**ASSIGNMENT**
All the entries below should be reproduced exactly.

**TASK DATA**
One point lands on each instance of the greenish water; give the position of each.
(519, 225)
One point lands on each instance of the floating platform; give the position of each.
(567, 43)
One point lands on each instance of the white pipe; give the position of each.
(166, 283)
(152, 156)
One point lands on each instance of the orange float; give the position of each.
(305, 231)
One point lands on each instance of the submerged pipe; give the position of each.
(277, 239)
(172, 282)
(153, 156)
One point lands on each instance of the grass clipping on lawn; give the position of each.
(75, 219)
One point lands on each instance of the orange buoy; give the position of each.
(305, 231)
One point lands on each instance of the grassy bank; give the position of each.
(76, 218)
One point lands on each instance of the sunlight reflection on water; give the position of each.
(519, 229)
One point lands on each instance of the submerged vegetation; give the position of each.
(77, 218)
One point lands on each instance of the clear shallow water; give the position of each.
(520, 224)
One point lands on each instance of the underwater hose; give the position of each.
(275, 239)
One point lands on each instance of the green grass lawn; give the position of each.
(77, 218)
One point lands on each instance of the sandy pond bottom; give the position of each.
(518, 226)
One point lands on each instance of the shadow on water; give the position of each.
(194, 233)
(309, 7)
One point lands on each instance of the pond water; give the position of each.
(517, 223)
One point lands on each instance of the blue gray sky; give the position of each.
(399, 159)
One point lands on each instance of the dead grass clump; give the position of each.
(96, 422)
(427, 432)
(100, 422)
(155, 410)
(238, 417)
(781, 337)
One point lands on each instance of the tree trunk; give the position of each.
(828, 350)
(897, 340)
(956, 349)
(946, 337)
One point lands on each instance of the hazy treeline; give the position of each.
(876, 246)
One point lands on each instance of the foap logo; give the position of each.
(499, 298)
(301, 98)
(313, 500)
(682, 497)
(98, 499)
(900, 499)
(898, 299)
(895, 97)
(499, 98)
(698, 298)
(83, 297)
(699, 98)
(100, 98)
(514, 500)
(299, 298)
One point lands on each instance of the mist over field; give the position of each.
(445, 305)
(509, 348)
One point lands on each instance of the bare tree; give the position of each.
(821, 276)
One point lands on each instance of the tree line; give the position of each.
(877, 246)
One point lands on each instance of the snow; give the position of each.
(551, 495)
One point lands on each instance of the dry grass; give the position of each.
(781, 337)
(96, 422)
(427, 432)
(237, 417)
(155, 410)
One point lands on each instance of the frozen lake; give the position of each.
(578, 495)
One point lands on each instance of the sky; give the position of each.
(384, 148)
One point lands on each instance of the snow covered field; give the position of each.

**RESPONSE AREA**
One point lands on each instance of the greenish water; give the position of each.
(519, 225)
One point lands on each instance of the floating platform; give the position of each.
(567, 43)
One point lands on each instance of the white pipe; give the position of each.
(166, 283)
(152, 156)
One point lands on each instance of the orange float; give the position of each.
(305, 231)
One point lands on each instance of the submerged pipe; give the position of each.
(277, 239)
(172, 282)
(153, 156)
One point lands on each instance of the grass clipping on lawn; give the position of each.
(75, 219)
One point lands on each instance of the orange buoy; give the position of each.
(305, 231)
One point lands on each instance of the grassy bank; give the position of each.
(76, 218)
One point lands on each instance of the sunlight reflection on water; give the position of each.
(519, 229)
One point lands on each instance of the submerged vegetation; give the position of each.
(77, 218)
One point lands on each instance of the clear shallow water; give the position of each.
(520, 224)
One point lands on each instance of the underwater hose; give the position of each.
(275, 239)
One point lands on each instance of the green grass lawn; give the position of each.
(77, 218)
One point lands on each instance of the sandy pond bottom; give the position of each.
(518, 226)
One point lands on each instance of the shadow on water; give the position of each.
(194, 233)
(309, 7)
One point lands on each instance of the pond water; give the position of each.
(517, 223)
One point lands on each instance of the blue gray sky; give the position of each.
(399, 159)
One point lands on each instance of the dead grass clump; give the position of each.
(96, 422)
(427, 432)
(100, 422)
(155, 410)
(238, 417)
(781, 337)
One point lands on each instance of the tree trunk; give the position of each.
(828, 350)
(897, 340)
(956, 349)
(946, 337)
One point lands on each instance of the hazy treeline; give the position of each.
(876, 246)
One point lands on each instance of the foap logo; give the position of each.
(499, 298)
(301, 98)
(313, 500)
(682, 497)
(98, 499)
(900, 499)
(898, 299)
(895, 97)
(499, 98)
(698, 298)
(83, 297)
(699, 98)
(100, 98)
(514, 500)
(299, 298)
One point lands on each instance of the mist over field; give the position of each.
(445, 305)
(509, 348)
One point lands on each instance of the bare tree; give the position of each.
(821, 276)
One point lands on each instance of the tree line; give the position of each.
(877, 246)
One point lands on each instance of the snow; give the position of each.
(551, 495)
One point lands on each instance of the dry grass; give the position of each.
(781, 337)
(96, 422)
(427, 432)
(237, 417)
(155, 410)
One point lands on each instance of the frozen lake; give the position of each.
(578, 495)
One point lands on each instance of the sky; give the position of each.
(384, 148)
One point lands on each instance of the snow covered field; give the position of each.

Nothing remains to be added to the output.